Records of labeled points

########

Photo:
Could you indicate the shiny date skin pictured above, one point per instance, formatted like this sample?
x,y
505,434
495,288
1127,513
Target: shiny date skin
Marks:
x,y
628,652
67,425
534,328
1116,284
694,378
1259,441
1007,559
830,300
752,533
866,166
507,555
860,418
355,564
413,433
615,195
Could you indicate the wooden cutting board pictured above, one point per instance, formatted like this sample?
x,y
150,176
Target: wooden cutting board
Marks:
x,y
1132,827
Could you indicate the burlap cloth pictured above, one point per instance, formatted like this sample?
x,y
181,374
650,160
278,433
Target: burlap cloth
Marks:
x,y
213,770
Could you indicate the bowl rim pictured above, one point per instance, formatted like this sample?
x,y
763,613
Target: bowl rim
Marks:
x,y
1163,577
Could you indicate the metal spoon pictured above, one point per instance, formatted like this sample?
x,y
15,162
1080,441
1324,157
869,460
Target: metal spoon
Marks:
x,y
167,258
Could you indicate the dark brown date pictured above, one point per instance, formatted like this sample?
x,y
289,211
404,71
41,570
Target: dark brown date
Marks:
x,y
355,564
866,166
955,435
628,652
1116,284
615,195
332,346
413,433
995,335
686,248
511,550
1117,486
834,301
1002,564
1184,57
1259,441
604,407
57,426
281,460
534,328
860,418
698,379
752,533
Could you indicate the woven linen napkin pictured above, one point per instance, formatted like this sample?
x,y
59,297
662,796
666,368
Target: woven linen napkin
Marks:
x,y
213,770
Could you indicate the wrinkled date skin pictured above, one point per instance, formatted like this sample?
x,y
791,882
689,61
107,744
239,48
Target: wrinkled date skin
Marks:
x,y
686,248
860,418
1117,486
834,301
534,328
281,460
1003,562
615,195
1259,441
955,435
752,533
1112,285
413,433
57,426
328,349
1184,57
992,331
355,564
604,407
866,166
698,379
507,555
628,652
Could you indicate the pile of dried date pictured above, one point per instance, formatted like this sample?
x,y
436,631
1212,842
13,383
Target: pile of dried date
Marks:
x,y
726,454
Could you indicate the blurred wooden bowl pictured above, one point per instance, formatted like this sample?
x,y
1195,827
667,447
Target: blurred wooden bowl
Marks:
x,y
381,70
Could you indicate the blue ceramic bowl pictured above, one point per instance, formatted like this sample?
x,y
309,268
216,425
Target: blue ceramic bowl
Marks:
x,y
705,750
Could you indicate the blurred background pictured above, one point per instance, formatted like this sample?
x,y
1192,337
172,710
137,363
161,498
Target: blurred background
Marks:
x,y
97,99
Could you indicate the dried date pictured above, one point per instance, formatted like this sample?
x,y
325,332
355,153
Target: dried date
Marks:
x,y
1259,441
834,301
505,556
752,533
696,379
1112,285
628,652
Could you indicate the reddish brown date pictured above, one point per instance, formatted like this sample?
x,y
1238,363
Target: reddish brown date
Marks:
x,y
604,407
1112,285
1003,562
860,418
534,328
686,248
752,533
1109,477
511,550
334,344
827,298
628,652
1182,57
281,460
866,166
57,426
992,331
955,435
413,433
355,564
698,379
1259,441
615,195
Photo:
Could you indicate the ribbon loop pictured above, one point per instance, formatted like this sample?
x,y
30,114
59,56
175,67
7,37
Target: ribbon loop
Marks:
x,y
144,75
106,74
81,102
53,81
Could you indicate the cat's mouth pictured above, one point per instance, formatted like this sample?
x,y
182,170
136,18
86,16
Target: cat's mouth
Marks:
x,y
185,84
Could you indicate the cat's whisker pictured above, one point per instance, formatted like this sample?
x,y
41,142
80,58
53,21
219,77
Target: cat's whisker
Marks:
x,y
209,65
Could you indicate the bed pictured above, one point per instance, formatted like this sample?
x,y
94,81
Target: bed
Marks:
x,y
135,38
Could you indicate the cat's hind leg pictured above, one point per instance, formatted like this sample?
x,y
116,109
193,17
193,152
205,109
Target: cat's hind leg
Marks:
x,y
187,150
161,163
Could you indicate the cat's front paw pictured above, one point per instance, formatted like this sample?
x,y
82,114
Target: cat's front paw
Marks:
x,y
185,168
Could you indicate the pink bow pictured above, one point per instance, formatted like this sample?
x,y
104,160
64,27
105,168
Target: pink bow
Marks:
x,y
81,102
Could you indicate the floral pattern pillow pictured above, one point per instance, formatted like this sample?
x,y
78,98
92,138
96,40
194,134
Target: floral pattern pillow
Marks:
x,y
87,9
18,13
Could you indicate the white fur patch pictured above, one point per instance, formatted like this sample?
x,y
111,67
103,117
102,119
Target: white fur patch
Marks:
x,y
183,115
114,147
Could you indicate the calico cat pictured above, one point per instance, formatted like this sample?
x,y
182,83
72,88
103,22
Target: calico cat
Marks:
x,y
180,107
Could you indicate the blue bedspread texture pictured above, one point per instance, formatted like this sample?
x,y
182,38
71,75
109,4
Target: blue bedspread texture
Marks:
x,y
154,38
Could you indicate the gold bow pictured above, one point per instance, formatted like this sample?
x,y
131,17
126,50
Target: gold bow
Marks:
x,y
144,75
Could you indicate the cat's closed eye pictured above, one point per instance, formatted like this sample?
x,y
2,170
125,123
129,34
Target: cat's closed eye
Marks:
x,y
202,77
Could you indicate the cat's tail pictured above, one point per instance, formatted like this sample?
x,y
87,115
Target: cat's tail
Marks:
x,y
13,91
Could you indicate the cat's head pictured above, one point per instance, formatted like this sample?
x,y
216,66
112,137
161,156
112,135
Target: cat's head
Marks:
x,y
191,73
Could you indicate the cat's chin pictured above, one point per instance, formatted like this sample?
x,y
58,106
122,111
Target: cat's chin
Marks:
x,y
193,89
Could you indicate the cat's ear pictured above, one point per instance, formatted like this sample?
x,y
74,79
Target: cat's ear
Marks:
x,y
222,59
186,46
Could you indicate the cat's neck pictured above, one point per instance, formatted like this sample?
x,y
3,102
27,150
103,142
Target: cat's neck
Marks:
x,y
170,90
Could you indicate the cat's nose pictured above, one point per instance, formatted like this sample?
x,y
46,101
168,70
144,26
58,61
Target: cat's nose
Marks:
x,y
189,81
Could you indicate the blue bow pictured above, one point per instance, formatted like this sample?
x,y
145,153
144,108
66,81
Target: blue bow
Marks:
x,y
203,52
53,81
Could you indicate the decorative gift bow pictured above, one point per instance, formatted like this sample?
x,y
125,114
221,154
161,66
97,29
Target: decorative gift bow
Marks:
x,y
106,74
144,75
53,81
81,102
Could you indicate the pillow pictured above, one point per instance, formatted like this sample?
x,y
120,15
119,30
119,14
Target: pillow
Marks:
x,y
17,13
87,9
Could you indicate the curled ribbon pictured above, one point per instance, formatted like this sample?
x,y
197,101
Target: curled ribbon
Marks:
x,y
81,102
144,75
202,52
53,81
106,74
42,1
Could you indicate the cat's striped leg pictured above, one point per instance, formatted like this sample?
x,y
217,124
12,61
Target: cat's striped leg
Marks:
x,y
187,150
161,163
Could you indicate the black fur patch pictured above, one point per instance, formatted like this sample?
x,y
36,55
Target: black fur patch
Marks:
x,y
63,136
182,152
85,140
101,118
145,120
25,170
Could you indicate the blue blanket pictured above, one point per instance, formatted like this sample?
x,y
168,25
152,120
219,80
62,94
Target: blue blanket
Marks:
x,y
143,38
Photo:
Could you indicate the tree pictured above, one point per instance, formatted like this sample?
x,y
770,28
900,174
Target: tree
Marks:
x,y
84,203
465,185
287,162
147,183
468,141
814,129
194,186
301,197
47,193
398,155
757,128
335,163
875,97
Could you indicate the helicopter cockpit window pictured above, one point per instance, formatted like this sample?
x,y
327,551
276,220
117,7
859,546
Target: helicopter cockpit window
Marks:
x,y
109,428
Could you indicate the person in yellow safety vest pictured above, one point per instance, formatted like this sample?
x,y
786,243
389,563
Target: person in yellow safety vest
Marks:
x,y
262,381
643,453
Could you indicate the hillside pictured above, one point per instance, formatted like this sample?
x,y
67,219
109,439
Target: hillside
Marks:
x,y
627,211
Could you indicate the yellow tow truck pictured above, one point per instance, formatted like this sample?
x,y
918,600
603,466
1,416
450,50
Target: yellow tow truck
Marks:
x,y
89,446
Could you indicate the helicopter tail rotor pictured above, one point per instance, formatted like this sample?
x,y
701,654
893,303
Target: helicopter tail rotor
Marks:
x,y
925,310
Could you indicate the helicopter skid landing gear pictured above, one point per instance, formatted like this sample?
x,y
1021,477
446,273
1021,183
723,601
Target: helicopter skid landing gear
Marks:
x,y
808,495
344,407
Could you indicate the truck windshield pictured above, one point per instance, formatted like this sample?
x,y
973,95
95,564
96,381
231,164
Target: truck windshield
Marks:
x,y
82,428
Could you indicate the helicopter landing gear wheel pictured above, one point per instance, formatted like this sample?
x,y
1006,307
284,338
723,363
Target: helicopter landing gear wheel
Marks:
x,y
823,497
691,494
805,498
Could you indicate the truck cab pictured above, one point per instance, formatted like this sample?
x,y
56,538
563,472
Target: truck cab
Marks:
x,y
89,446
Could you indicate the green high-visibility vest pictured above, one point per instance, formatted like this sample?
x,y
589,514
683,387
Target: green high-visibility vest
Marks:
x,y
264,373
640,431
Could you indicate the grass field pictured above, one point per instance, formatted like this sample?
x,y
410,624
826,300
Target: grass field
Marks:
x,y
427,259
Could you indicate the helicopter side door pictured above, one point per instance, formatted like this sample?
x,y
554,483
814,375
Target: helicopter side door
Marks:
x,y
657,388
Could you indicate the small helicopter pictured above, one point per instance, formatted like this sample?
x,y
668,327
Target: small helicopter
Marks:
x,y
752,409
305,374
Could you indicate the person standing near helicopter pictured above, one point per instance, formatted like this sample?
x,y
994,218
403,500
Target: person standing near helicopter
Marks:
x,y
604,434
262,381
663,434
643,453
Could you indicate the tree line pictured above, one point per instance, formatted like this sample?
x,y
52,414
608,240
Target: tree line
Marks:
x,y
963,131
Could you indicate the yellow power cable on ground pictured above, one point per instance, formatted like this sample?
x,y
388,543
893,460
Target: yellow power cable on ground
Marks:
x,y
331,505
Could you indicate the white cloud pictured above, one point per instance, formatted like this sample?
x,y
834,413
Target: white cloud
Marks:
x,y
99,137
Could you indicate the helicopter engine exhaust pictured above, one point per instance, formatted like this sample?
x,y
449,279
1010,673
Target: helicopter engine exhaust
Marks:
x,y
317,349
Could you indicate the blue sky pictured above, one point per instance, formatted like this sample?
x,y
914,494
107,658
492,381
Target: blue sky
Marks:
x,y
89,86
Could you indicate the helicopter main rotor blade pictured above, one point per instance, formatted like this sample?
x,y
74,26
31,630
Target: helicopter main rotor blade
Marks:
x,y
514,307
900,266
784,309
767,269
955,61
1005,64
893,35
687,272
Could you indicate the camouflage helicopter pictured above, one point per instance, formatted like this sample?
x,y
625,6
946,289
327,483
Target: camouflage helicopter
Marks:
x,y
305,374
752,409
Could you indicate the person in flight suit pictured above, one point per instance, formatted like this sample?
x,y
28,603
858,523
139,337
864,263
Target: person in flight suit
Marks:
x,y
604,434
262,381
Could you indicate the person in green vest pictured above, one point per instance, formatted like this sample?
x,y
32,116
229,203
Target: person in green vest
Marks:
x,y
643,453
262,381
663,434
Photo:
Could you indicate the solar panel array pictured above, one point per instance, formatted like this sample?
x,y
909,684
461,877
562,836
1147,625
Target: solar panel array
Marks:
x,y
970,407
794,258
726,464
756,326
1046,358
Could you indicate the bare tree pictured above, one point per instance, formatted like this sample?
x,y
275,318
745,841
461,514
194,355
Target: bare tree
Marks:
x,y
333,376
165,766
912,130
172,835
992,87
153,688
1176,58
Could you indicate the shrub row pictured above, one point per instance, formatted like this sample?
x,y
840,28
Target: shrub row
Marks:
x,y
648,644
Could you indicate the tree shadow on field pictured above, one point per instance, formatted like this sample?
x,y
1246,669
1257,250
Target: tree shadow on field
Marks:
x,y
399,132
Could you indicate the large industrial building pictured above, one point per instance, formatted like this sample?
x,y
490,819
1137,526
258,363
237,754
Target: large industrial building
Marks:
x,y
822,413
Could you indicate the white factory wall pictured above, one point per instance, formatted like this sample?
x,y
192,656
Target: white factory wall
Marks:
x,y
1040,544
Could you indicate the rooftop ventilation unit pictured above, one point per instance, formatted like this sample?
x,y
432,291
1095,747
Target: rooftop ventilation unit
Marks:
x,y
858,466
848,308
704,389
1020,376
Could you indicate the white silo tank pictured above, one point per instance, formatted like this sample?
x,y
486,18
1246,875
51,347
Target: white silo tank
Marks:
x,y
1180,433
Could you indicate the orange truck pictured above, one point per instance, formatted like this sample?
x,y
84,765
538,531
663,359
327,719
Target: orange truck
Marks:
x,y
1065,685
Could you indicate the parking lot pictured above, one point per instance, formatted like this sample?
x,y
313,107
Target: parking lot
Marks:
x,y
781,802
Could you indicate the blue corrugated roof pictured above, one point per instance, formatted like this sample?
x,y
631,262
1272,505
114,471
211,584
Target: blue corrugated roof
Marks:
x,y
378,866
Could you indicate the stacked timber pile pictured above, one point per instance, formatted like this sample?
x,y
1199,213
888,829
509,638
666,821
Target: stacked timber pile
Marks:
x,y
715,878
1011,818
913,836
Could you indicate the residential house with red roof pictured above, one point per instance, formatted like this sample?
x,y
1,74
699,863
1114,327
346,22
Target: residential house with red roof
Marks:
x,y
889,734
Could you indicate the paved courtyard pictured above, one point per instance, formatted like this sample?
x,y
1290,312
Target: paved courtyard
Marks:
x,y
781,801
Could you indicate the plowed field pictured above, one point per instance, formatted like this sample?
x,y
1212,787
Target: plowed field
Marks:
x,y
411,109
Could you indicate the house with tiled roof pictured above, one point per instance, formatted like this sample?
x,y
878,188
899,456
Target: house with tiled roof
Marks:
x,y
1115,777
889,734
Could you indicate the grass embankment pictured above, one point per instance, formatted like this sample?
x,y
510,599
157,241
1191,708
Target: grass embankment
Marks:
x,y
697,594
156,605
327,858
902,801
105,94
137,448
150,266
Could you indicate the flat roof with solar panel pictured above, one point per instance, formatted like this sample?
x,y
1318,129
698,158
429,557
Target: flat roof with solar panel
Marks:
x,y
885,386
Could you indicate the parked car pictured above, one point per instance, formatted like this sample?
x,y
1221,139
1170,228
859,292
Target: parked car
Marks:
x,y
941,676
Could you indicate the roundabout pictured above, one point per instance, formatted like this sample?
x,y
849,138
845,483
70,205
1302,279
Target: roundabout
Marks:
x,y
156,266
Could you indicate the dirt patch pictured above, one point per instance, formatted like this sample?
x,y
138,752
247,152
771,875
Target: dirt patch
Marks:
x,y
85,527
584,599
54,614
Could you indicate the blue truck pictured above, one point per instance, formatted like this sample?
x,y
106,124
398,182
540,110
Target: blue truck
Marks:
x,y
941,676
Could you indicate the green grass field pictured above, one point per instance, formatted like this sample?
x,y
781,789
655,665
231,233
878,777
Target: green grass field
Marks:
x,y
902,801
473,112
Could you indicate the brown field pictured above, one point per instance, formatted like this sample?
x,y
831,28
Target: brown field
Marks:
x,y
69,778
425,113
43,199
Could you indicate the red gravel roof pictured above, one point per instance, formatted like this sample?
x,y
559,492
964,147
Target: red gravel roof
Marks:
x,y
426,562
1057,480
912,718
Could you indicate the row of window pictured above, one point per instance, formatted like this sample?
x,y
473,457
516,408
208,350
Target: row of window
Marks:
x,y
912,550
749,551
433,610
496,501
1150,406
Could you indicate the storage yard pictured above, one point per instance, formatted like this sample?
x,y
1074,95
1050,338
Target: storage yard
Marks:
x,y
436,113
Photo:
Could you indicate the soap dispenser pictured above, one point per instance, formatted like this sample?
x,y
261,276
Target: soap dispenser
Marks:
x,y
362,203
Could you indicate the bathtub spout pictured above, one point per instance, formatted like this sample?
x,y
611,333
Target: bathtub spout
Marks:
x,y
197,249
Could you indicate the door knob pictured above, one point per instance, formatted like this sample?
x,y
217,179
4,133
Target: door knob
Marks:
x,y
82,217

########

■ What needs to be done ■
Produce an exact copy of the lines from the one containing "Could you indicate the bathtub" through the last line, and of nothing else.

■ Answer to the task ■
Could you indicate the bathtub spout pictured above, one point per instance, formatted like this sample?
x,y
611,333
Target: bathtub spout
Marks:
x,y
197,249
Could you indicate the door knob pictured above, one point per instance, formatted like this sample?
x,y
217,179
4,133
Target: door knob
Marks:
x,y
82,217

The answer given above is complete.